## Objective
Render every line of the entries below as a Markdown table with two columns, Index and Line, numbering the rows in order and skipping blank lines.

>> BEGIN

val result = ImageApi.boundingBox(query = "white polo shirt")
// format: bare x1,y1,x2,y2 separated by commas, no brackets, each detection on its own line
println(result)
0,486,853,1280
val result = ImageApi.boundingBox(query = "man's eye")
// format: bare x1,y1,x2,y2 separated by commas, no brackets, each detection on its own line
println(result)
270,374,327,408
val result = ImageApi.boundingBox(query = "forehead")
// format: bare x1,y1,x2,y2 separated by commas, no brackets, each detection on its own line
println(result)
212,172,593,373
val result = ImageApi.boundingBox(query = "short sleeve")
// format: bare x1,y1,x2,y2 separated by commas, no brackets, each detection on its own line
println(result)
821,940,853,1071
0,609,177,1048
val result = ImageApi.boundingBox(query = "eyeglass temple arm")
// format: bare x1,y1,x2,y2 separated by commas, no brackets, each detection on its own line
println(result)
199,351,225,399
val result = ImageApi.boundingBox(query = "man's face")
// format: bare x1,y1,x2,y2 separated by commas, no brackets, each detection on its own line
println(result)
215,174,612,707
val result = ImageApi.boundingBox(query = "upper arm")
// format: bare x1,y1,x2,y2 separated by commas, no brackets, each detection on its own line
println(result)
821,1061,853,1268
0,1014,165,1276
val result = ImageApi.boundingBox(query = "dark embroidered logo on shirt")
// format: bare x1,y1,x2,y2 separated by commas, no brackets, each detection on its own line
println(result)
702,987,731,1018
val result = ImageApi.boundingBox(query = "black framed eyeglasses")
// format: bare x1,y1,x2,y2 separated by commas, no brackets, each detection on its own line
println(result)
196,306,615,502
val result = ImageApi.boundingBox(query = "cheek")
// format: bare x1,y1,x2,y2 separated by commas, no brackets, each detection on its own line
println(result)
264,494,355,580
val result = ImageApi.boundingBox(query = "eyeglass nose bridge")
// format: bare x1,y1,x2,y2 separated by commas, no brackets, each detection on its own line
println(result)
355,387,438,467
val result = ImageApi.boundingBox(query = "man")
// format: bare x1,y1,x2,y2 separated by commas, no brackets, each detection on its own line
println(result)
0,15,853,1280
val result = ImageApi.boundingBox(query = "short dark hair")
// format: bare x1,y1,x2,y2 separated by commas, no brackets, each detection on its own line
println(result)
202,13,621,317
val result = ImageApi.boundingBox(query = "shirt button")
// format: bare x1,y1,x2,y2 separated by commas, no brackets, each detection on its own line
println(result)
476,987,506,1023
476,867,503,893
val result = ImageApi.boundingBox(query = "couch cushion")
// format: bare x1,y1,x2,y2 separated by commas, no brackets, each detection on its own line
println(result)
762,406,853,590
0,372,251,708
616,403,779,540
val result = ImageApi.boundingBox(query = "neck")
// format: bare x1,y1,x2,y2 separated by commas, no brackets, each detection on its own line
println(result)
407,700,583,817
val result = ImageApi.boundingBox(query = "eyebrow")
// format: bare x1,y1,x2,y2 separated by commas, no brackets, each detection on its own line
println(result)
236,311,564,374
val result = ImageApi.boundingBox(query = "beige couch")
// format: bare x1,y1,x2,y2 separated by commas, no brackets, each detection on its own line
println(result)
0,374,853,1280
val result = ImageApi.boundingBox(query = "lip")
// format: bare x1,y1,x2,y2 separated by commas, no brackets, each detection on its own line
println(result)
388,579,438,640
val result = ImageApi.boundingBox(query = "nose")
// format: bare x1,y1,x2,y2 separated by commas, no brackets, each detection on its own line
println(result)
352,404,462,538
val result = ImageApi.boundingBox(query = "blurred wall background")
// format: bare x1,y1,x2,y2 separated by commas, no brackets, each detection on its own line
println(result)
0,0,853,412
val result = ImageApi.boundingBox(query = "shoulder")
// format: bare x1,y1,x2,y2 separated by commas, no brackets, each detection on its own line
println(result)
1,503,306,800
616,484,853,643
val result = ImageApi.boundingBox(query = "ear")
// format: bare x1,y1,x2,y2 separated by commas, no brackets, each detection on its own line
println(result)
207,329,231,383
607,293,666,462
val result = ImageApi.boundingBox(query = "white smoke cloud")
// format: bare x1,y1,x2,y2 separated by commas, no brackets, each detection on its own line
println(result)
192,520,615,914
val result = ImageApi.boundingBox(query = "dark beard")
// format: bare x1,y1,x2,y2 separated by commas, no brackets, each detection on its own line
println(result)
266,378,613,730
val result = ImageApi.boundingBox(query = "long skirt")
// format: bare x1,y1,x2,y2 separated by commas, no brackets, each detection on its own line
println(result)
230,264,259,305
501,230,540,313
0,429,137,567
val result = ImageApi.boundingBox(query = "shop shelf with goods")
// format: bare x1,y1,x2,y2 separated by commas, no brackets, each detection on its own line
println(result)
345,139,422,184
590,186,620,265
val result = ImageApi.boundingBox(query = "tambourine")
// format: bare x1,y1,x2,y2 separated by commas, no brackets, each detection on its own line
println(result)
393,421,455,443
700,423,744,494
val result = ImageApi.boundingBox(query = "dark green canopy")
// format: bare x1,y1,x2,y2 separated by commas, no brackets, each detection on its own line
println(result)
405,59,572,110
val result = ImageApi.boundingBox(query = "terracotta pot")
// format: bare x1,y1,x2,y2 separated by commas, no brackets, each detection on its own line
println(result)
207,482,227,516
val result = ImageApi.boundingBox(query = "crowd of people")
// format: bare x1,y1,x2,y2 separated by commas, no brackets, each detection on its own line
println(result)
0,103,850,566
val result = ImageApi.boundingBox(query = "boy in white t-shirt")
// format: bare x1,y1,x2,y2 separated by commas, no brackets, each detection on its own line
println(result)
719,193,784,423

>> END

## Worked answer
| Index | Line |
|---|---|
| 1 | val result = ImageApi.boundingBox(query = "white polo shirt") |
| 2 | // format: bare x1,y1,x2,y2 separated by commas, no brackets, each detection on its own line |
| 3 | println(result) |
| 4 | 0,486,853,1280 |
| 5 | val result = ImageApi.boundingBox(query = "man's eye") |
| 6 | // format: bare x1,y1,x2,y2 separated by commas, no brackets, each detection on its own line |
| 7 | println(result) |
| 8 | 270,374,327,408 |
| 9 | val result = ImageApi.boundingBox(query = "forehead") |
| 10 | // format: bare x1,y1,x2,y2 separated by commas, no brackets, each detection on its own line |
| 11 | println(result) |
| 12 | 212,172,593,373 |
| 13 | val result = ImageApi.boundingBox(query = "short sleeve") |
| 14 | // format: bare x1,y1,x2,y2 separated by commas, no brackets, each detection on its own line |
| 15 | println(result) |
| 16 | 821,940,853,1071 |
| 17 | 0,609,177,1048 |
| 18 | val result = ImageApi.boundingBox(query = "eyeglass temple arm") |
| 19 | // format: bare x1,y1,x2,y2 separated by commas, no brackets, each detection on its own line |
| 20 | println(result) |
| 21 | 199,351,225,399 |
| 22 | val result = ImageApi.boundingBox(query = "man's face") |
| 23 | // format: bare x1,y1,x2,y2 separated by commas, no brackets, each detection on its own line |
| 24 | println(result) |
| 25 | 215,174,612,707 |
| 26 | val result = ImageApi.boundingBox(query = "upper arm") |
| 27 | // format: bare x1,y1,x2,y2 separated by commas, no brackets, each detection on its own line |
| 28 | println(result) |
| 29 | 821,1061,853,1268 |
| 30 | 0,1014,165,1276 |
| 31 | val result = ImageApi.boundingBox(query = "dark embroidered logo on shirt") |
| 32 | // format: bare x1,y1,x2,y2 separated by commas, no brackets, each detection on its own line |
| 33 | println(result) |
| 34 | 702,987,731,1018 |
| 35 | val result = ImageApi.boundingBox(query = "black framed eyeglasses") |
| 36 | // format: bare x1,y1,x2,y2 separated by commas, no brackets, each detection on its own line |
| 37 | println(result) |
| 38 | 196,306,615,502 |
| 39 | val result = ImageApi.boundingBox(query = "cheek") |
| 40 | // format: bare x1,y1,x2,y2 separated by commas, no brackets, each detection on its own line |
| 41 | println(result) |
| 42 | 264,494,355,580 |
| 43 | val result = ImageApi.boundingBox(query = "eyeglass nose bridge") |
| 44 | // format: bare x1,y1,x2,y2 separated by commas, no brackets, each detection on its own line |
| 45 | println(result) |
| 46 | 355,387,438,467 |
| 47 | val result = ImageApi.boundingBox(query = "man") |
| 48 | // format: bare x1,y1,x2,y2 separated by commas, no brackets, each detection on its own line |
| 49 | println(result) |
| 50 | 0,15,853,1280 |
| 51 | val result = ImageApi.boundingBox(query = "short dark hair") |
| 52 | // format: bare x1,y1,x2,y2 separated by commas, no brackets, each detection on its own line |
| 53 | println(result) |
| 54 | 202,13,621,317 |
| 55 | val result = ImageApi.boundingBox(query = "shirt button") |
| 56 | // format: bare x1,y1,x2,y2 separated by commas, no brackets, each detection on its own line |
| 57 | println(result) |
| 58 | 476,987,506,1023 |
| 59 | 476,867,503,893 |
| 60 | val result = ImageApi.boundingBox(query = "couch cushion") |
| 61 | // format: bare x1,y1,x2,y2 separated by commas, no brackets, each detection on its own line |
| 62 | println(result) |
| 63 | 762,406,853,590 |
| 64 | 0,372,251,708 |
| 65 | 616,403,779,540 |
| 66 | val result = ImageApi.boundingBox(query = "neck") |
| 67 | // format: bare x1,y1,x2,y2 separated by commas, no brackets, each detection on its own line |
| 68 | println(result) |
| 69 | 407,700,583,817 |
| 70 | val result = ImageApi.boundingBox(query = "eyebrow") |
| 71 | // format: bare x1,y1,x2,y2 separated by commas, no brackets, each detection on its own line |
| 72 | println(result) |
| 73 | 236,311,564,374 |
| 74 | val result = ImageApi.boundingBox(query = "beige couch") |
| 75 | // format: bare x1,y1,x2,y2 separated by commas, no brackets, each detection on its own line |
| 76 | println(result) |
| 77 | 0,374,853,1280 |
| 78 | val result = ImageApi.boundingBox(query = "lip") |
| 79 | // format: bare x1,y1,x2,y2 separated by commas, no brackets, each detection on its own line |
| 80 | println(result) |
| 81 | 388,579,438,640 |
| 82 | val result = ImageApi.boundingBox(query = "nose") |
| 83 | // format: bare x1,y1,x2,y2 separated by commas, no brackets, each detection on its own line |
| 84 | println(result) |
| 85 | 352,404,462,538 |
| 86 | val result = ImageApi.boundingBox(query = "blurred wall background") |
| 87 | // format: bare x1,y1,x2,y2 separated by commas, no brackets, each detection on its own line |
| 88 | println(result) |
| 89 | 0,0,853,412 |
| 90 | val result = ImageApi.boundingBox(query = "shoulder") |
| 91 | // format: bare x1,y1,x2,y2 separated by commas, no brackets, each detection on its own line |
| 92 | println(result) |
| 93 | 1,503,306,800 |
| 94 | 616,484,853,643 |
| 95 | val result = ImageApi.boundingBox(query = "ear") |
| 96 | // format: bare x1,y1,x2,y2 separated by commas, no brackets, each detection on its own line |
| 97 | println(result) |
| 98 | 207,329,231,383 |
| 99 | 607,293,666,462 |
| 100 | val result = ImageApi.boundingBox(query = "white smoke cloud") |
| 101 | // format: bare x1,y1,x2,y2 separated by commas, no brackets, each detection on its own line |
| 102 | println(result) |
| 103 | 192,520,615,914 |
| 104 | val result = ImageApi.boundingBox(query = "dark beard") |
| 105 | // format: bare x1,y1,x2,y2 separated by commas, no brackets, each detection on its own line |
| 106 | println(result) |
| 107 | 266,378,613,730 |
| 108 | val result = ImageApi.boundingBox(query = "long skirt") |
| 109 | // format: bare x1,y1,x2,y2 separated by commas, no brackets, each detection on its own line |
| 110 | println(result) |
| 111 | 230,264,259,305 |
| 112 | 501,230,540,313 |
| 113 | 0,429,137,567 |
| 114 | val result = ImageApi.boundingBox(query = "shop shelf with goods") |
| 115 | // format: bare x1,y1,x2,y2 separated by commas, no brackets, each detection on its own line |
| 116 | println(result) |
| 117 | 345,139,422,184 |
| 118 | 590,186,620,265 |
| 119 | val result = ImageApi.boundingBox(query = "tambourine") |
| 120 | // format: bare x1,y1,x2,y2 separated by commas, no brackets, each detection on its own line |
| 121 | println(result) |
| 122 | 393,421,455,443 |
| 123 | 700,423,744,494 |
| 124 | val result = ImageApi.boundingBox(query = "dark green canopy") |
| 125 | // format: bare x1,y1,x2,y2 separated by commas, no brackets, each detection on its own line |
| 126 | println(result) |
| 127 | 405,59,572,110 |
| 128 | val result = ImageApi.boundingBox(query = "terracotta pot") |
| 129 | // format: bare x1,y1,x2,y2 separated by commas, no brackets, each detection on its own line |
| 130 | println(result) |
| 131 | 207,482,227,516 |
| 132 | val result = ImageApi.boundingBox(query = "crowd of people") |
| 133 | // format: bare x1,y1,x2,y2 separated by commas, no brackets, each detection on its own line |
| 134 | println(result) |
| 135 | 0,103,850,566 |
| 136 | val result = ImageApi.boundingBox(query = "boy in white t-shirt") |
| 137 | // format: bare x1,y1,x2,y2 separated by commas, no brackets, each detection on its own line |
| 138 | println(result) |
| 139 | 719,193,784,423 |